Extract provided:
▬▬▬

Near the intersection of Locust Street and 13th Street, you will find the Library Company of Philadelphia. The library holds about 500,000 books and thousands of other first edition items, such as the Mayflower Compact, original maps, and famous books. Although founded by Benjamin Franklin in 1731, the famous library would not be a landmark of Philadelphia without the efforts of Franklin’s own mentor, James Logan (1674-1751).
Logan was a prime reason that Philadelphia was a bastion of scientific progress in colonial America. He was an early American Renaissance man, having succeeded not only in science but also in business and politics. While Franklin is famous for his wide array of abilities and accomplishments, he must have seen in the elder Logan that such a variety could exist in one person in the first place.

▬▬▬

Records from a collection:
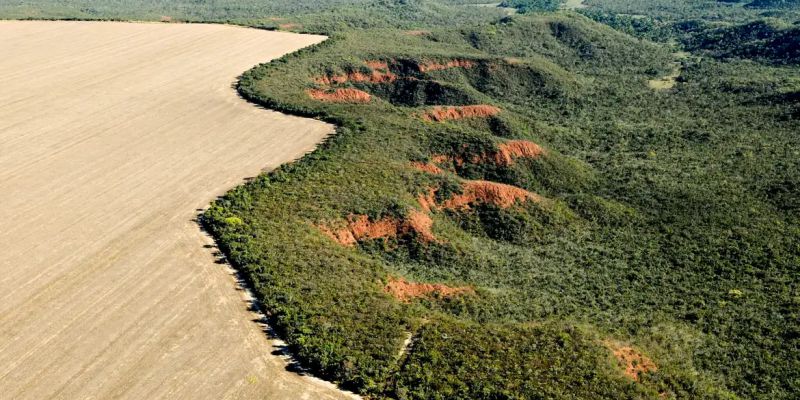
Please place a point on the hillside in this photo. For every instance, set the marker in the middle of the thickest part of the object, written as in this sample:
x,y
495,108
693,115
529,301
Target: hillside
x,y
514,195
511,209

▬▬▬

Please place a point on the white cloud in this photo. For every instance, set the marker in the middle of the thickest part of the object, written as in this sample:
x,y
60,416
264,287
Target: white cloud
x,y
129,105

▬▬▬

Task brief: Duplicate the stretch of the passage on James Logan and the Library Company from "Near the intersection" through "James Logan (1674-1751).". These entries were drawn from a separate source.

Expected output:
Near the intersection of Locust Street and 13th Street, you will find the Library Company of Philadelphia. The library holds about 500,000 books and thousands of other first edition items, such as the Mayflower Compact, original maps, and famous books. Although founded by Benjamin Franklin in 1731, the famous library would not be a landmark of Philadelphia without the efforts of Franklin’s own mentor, James Logan (1674-1751).